┌────────

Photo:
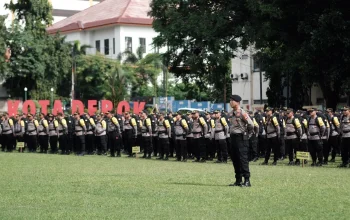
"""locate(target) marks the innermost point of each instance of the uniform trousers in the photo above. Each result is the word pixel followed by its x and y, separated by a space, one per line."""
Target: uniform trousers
pixel 239 156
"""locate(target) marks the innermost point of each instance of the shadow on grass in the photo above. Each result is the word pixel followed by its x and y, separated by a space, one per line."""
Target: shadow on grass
pixel 196 184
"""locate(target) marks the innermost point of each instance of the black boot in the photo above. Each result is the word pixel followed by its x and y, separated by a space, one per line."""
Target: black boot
pixel 237 183
pixel 246 183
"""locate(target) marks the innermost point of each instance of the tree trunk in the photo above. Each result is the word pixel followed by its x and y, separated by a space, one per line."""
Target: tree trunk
pixel 225 92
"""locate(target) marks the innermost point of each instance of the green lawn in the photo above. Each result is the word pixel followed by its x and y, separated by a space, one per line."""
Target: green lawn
pixel 35 186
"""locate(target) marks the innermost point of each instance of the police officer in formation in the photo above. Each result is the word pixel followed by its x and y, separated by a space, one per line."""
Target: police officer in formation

└────────

Rewrite all of the material above, replacing "innermost point" with "central point" wherever it appears and changing nothing else. Leave the pictures out.

_THE REPLY_:
Photo:
"""locate(target) marks the central point of each instance of the uniform trousers in the photo above. Each result is the word pixel followed by its x and y, separated by a space, one per line."""
Target: uniform trousers
pixel 239 156
"""locate(target) marks the central point of each instance of the shadow on grass in the photo above. Each result is the word pixel followed by its x and y, separated by a space, one per line."""
Target: shadow on grass
pixel 196 184
"""locate(target) marks the central point of each instance of the black boot in the photo above. Each result is the word pixel followed by its x and y, separated by a space, one per line."""
Target: black boot
pixel 237 183
pixel 246 183
"""locate(target) marks the central point of each instance of the tree trunk in the photo above. Each result is the word pixel followed by its x and y, separated by a space, one per line."""
Target: tree trunk
pixel 225 92
"""locate(target) marks the central point of each instance of the green lawn in the photo above. Each result is the word pixel followed by its x and y, separated by a space, one per line."""
Target: green lawn
pixel 35 186
"""locate(target) marks the central point of each instance of the police officer in formation in the photo above. Each result is the word pixel followed by its x and y, separated by a space, one per line."""
Target: police officer in formation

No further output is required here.